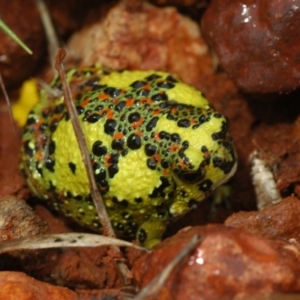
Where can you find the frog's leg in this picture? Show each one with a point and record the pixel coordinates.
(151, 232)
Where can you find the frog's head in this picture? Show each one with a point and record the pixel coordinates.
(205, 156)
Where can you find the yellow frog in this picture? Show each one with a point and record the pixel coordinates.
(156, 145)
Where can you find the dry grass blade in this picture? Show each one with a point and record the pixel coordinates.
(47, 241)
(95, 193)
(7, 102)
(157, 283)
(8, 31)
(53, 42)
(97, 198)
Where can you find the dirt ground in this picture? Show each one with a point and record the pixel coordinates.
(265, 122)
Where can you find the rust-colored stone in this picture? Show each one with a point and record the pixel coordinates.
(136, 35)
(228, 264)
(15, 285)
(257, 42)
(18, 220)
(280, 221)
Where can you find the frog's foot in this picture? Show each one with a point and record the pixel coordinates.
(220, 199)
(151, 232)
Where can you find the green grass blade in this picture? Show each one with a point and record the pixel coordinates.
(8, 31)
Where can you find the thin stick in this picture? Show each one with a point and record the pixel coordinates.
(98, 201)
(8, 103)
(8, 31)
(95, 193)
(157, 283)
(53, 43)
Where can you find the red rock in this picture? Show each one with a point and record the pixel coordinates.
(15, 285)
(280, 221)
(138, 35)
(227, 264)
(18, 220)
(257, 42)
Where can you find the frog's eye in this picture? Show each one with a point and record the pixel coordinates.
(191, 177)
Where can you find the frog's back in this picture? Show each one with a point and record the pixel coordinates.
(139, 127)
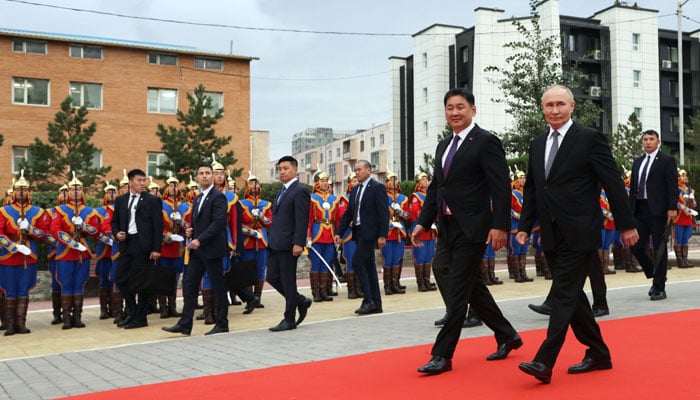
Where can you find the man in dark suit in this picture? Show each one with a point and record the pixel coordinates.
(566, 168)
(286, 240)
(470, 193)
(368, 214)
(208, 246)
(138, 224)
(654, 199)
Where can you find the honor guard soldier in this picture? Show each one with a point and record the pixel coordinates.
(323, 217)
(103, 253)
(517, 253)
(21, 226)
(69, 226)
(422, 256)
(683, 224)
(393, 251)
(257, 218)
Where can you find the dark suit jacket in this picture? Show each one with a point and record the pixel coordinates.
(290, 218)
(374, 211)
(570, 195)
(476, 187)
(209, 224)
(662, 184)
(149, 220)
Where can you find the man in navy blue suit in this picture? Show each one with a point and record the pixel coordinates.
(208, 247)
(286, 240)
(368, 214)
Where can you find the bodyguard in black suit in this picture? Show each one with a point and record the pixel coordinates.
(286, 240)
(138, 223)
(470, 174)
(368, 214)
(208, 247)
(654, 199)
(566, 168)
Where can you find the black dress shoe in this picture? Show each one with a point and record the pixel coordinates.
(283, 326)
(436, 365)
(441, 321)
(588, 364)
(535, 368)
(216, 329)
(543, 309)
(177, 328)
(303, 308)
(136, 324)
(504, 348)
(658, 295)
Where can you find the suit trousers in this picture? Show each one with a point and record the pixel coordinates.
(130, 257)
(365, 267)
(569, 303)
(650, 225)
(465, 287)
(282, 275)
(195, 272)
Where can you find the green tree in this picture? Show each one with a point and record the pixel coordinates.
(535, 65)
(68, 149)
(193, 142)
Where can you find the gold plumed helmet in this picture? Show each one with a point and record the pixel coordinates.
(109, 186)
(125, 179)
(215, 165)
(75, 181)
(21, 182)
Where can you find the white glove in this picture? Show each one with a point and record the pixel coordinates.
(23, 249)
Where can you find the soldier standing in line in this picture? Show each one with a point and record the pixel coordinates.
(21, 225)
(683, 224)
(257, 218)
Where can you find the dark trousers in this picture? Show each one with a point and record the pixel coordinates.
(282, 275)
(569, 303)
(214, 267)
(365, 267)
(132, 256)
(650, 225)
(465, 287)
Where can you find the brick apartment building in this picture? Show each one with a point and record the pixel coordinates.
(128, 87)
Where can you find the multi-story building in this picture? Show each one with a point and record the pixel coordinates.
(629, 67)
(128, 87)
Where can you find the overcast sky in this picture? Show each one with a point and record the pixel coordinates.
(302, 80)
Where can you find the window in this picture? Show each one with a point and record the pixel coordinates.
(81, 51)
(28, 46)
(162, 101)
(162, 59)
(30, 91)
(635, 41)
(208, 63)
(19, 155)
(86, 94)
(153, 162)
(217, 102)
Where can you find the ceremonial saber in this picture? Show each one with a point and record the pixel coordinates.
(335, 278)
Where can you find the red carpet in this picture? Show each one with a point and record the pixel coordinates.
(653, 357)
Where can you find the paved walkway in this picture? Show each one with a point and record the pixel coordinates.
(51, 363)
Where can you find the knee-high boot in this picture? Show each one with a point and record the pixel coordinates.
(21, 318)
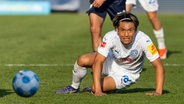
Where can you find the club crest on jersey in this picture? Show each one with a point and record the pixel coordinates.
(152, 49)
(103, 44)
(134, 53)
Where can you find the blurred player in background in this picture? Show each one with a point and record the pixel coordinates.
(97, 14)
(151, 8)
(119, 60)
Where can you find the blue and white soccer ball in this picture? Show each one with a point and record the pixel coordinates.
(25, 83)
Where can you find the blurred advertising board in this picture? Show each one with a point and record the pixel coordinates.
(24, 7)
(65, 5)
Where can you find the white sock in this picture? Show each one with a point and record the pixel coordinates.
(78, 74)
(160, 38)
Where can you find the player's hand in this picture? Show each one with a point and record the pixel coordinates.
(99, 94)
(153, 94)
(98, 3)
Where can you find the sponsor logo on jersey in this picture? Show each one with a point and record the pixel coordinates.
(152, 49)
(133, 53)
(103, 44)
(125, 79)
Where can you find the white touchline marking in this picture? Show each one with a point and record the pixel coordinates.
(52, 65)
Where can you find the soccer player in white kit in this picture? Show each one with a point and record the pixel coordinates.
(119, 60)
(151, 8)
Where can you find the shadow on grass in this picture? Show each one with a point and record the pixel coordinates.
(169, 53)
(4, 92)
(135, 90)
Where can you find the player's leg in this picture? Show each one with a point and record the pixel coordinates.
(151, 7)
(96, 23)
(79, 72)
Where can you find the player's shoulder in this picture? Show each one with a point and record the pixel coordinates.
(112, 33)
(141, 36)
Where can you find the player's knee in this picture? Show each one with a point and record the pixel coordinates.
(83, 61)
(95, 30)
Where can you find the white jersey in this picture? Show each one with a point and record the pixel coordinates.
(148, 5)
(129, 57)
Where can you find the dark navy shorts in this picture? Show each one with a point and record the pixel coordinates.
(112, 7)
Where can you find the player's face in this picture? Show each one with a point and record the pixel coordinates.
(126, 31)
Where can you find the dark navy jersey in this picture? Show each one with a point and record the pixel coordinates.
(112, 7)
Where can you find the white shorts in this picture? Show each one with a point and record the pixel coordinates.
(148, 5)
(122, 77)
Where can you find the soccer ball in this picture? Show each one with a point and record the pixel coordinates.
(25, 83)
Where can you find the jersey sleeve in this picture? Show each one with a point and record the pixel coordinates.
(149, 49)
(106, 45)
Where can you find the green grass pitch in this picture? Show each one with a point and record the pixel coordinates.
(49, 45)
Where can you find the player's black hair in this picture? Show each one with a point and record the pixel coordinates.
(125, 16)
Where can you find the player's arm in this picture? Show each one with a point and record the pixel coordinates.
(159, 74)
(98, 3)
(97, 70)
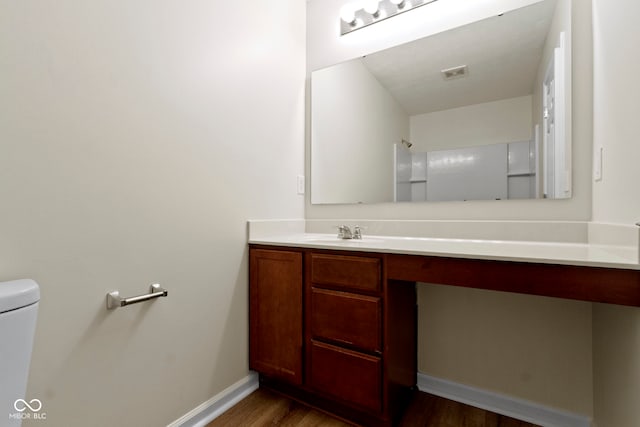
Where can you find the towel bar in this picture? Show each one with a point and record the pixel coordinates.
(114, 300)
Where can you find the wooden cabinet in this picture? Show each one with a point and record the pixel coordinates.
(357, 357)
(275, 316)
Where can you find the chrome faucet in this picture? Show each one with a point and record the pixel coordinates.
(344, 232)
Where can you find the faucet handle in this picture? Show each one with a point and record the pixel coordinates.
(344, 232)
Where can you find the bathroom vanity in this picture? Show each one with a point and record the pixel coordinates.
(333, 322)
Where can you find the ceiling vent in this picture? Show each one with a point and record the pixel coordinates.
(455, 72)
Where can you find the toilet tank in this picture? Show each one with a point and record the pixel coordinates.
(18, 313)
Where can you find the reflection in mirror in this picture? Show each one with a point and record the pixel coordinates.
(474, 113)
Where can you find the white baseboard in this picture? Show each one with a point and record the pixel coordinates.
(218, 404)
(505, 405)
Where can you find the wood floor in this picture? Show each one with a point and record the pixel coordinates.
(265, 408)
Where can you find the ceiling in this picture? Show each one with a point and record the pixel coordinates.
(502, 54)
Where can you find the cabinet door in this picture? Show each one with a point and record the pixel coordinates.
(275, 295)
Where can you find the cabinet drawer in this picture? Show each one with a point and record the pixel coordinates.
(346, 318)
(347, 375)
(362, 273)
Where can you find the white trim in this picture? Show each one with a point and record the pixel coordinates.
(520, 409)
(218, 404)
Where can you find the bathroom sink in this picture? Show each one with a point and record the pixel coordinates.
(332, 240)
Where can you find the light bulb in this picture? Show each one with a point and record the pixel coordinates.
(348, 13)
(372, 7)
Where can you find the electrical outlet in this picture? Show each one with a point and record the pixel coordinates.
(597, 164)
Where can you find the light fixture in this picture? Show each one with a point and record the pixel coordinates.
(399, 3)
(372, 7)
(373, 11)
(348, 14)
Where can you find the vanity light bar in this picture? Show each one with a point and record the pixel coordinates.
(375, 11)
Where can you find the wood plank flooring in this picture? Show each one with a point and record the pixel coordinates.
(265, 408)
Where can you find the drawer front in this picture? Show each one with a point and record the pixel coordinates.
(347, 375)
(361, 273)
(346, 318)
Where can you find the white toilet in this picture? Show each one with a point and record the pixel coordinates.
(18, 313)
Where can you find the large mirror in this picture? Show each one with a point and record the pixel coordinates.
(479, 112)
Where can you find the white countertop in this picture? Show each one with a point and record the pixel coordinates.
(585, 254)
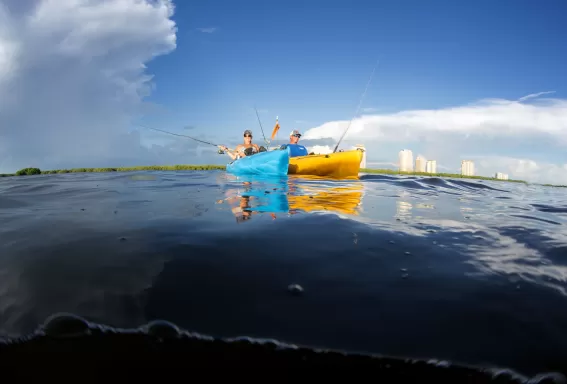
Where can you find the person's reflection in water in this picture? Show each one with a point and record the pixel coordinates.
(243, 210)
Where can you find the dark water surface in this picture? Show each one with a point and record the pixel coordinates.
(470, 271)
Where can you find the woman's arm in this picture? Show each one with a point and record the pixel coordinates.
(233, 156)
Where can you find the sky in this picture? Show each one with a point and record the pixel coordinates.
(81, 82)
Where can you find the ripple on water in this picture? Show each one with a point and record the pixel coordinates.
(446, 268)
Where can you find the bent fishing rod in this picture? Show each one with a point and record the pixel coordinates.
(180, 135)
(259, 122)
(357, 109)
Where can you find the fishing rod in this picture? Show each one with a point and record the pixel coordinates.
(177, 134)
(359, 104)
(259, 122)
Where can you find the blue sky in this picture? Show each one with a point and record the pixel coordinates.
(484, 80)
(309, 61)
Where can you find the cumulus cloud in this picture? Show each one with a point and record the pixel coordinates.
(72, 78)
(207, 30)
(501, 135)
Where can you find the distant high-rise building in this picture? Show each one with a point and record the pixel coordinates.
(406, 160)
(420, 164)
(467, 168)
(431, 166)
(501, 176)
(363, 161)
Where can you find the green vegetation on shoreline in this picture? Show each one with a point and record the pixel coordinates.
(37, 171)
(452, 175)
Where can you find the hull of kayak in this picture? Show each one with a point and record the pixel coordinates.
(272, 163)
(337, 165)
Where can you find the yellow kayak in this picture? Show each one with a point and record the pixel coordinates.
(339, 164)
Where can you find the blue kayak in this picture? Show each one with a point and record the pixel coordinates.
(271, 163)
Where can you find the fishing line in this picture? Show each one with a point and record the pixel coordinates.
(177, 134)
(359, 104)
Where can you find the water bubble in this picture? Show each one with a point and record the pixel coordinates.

-- -- --

What to produce: Could you rewrite the records beginning with the line containing "Where can you find the yellow kayak" and running through the end of the records, changing "kayak" to "canoe" and leaving everything else untouched? Give back only those lines.

Completed task:
Where can you find the yellow canoe in this picture? Show each one with a point and record the pixel coordinates.
(339, 164)
Where can you find the blue canoe in this picture? Show each one with a point and record the pixel coordinates.
(271, 163)
Where can you find the fishing line in this picture? Show each one with a point and record the pixel coordinates.
(177, 134)
(359, 104)
Where can you find the water bubble in this picture? Show each one with a point and record the pixel coordinates.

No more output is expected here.